Given records below:

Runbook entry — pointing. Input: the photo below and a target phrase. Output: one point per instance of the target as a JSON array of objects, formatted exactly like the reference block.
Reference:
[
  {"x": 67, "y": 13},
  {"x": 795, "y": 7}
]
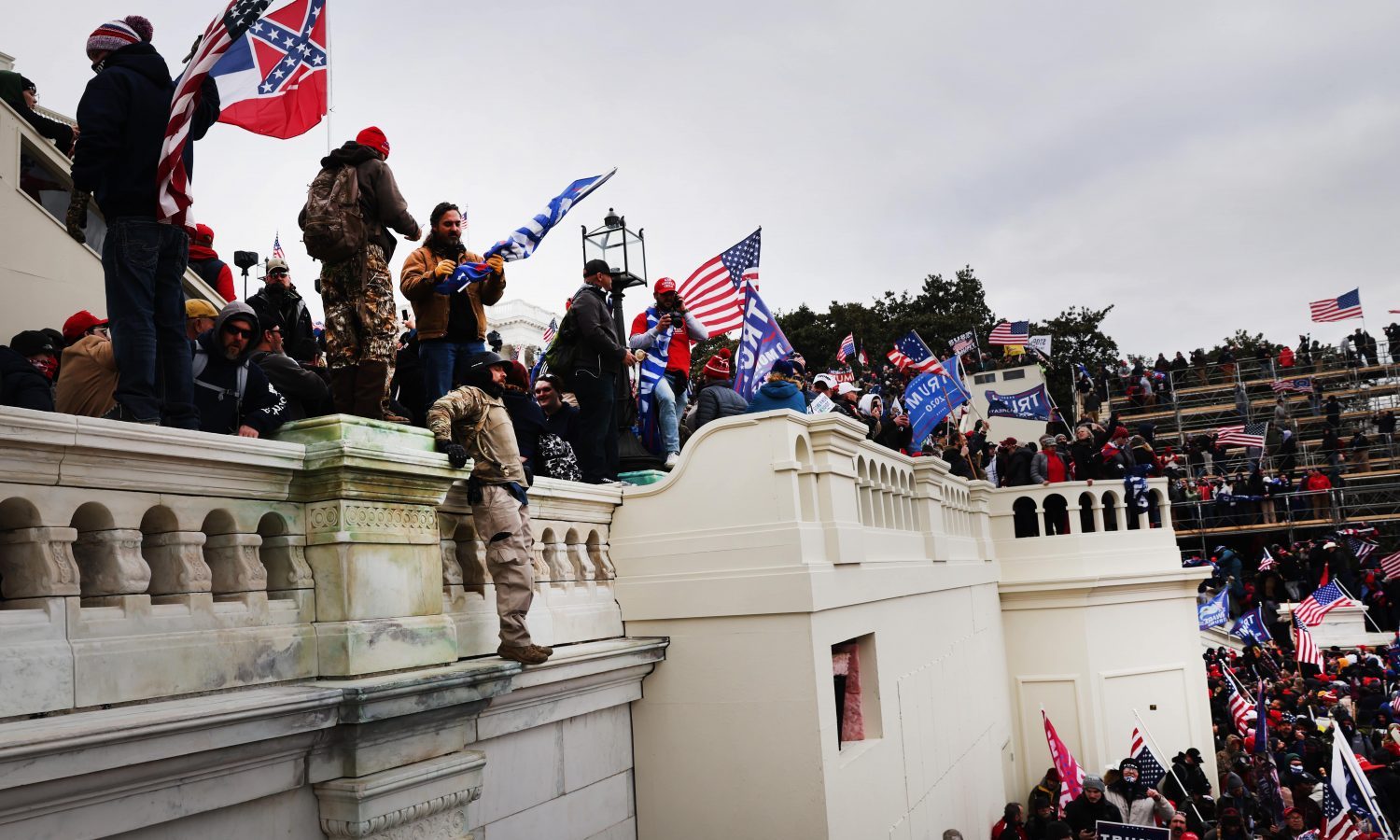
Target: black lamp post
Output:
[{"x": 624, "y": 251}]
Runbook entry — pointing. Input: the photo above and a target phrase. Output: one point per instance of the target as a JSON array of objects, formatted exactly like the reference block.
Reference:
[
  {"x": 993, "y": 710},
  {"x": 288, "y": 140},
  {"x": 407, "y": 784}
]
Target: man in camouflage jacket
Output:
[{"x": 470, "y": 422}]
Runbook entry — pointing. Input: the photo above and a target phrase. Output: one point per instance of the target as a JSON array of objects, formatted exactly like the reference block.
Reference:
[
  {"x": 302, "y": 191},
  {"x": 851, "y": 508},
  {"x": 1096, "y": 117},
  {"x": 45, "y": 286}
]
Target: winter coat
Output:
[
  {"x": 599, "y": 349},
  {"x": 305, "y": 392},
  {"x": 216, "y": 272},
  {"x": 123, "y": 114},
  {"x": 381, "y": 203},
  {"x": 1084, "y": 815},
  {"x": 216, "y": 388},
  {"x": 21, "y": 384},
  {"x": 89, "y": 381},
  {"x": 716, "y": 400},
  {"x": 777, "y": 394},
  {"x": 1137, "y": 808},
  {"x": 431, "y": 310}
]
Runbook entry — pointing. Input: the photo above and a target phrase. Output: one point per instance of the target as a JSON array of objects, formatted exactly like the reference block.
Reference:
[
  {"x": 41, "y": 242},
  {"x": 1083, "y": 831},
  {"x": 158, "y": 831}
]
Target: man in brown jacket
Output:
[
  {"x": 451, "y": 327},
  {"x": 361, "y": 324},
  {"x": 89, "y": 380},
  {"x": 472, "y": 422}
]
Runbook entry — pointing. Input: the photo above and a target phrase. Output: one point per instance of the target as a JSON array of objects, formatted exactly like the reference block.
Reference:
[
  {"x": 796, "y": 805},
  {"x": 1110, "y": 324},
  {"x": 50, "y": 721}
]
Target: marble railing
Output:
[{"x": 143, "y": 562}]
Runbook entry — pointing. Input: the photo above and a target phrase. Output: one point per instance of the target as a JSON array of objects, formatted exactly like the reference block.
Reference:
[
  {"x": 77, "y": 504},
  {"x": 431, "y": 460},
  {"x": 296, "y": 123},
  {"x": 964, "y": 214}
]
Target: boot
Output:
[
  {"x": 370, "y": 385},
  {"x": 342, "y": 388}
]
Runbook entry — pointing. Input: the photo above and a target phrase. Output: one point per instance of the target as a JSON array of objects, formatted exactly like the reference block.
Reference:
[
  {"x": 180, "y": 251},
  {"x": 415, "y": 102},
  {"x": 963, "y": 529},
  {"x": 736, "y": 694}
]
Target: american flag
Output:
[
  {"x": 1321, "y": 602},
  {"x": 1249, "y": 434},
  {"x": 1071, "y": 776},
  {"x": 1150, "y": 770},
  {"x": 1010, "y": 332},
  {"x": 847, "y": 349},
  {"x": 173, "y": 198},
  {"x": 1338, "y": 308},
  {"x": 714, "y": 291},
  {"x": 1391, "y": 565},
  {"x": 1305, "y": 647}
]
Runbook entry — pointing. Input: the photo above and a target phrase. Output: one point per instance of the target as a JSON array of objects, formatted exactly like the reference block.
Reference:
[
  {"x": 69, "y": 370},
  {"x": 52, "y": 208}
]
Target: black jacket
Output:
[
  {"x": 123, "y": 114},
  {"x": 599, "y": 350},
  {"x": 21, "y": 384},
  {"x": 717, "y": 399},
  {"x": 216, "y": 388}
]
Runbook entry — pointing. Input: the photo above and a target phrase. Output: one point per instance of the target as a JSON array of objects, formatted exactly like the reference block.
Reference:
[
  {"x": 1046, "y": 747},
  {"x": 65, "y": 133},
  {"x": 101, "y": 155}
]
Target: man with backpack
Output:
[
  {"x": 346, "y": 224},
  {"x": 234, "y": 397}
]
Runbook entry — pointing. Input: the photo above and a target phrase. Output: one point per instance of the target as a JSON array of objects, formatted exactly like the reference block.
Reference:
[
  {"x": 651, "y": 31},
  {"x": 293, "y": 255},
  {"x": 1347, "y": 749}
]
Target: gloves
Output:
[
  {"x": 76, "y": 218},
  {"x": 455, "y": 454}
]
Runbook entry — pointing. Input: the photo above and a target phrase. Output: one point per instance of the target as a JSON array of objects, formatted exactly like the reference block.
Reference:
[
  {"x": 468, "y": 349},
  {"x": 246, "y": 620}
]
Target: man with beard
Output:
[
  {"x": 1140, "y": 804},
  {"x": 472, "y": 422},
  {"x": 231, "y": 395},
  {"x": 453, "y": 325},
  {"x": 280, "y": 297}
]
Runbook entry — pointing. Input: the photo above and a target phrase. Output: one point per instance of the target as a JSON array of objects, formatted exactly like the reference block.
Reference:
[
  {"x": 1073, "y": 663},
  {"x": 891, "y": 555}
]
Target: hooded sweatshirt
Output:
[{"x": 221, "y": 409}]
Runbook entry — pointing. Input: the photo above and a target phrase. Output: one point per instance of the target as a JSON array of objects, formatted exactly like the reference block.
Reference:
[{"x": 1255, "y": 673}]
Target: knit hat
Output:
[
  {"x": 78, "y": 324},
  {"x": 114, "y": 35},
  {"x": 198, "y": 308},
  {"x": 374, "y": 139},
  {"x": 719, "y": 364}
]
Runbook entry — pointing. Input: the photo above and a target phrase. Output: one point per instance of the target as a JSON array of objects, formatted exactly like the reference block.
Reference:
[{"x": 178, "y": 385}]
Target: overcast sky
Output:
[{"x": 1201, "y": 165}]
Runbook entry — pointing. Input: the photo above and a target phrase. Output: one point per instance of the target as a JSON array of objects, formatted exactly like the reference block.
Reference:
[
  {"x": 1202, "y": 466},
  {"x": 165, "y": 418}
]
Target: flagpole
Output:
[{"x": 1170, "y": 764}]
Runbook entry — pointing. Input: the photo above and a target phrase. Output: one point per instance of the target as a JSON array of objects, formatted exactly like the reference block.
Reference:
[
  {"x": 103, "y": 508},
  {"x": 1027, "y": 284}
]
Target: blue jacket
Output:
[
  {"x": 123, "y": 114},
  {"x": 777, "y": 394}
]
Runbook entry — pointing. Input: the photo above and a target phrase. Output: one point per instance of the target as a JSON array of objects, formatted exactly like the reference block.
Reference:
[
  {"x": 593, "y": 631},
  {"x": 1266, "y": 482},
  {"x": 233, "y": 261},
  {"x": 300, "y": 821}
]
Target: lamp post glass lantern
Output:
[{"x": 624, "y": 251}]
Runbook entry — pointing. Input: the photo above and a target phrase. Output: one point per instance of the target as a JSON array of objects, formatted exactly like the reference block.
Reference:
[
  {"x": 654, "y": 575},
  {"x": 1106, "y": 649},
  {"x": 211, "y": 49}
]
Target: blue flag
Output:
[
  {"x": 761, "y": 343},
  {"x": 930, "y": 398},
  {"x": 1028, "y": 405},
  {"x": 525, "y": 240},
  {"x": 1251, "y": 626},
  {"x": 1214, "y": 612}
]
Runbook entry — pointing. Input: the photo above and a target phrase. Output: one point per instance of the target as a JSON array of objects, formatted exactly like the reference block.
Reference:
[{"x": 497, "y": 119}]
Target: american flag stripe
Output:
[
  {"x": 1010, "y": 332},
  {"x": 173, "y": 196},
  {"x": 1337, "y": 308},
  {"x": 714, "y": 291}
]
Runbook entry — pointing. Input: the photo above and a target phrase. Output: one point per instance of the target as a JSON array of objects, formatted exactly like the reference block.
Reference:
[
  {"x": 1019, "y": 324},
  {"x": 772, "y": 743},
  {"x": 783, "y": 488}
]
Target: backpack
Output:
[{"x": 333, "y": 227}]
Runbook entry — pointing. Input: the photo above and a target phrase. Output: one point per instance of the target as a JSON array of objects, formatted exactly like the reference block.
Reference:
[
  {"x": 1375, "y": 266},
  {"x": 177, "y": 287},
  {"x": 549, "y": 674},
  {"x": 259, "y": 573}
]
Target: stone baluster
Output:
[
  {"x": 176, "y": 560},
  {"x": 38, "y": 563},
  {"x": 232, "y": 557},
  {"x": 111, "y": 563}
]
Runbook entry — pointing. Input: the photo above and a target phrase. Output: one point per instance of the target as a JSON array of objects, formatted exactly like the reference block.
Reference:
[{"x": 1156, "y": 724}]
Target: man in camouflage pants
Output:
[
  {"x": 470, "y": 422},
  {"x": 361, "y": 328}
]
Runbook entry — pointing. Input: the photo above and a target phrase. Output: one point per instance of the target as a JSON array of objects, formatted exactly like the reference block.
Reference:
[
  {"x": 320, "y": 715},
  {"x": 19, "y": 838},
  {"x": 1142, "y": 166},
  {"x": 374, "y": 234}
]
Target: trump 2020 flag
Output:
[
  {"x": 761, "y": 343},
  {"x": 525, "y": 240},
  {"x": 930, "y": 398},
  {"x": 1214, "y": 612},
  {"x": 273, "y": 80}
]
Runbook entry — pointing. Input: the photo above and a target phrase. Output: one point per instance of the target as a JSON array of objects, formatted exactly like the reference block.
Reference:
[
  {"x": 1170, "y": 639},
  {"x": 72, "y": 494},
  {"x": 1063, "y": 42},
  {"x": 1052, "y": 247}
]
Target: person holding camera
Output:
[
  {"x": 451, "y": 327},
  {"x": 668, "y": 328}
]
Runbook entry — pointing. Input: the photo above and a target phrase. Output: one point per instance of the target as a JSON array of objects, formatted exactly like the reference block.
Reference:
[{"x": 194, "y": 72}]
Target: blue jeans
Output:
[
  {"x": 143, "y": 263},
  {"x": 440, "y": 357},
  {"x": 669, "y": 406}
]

End of Given records.

◆ Requirement: Copy every line of the listing that contains the word "with".

◆ Response to this task:
Target: man with backpack
Target: man with beard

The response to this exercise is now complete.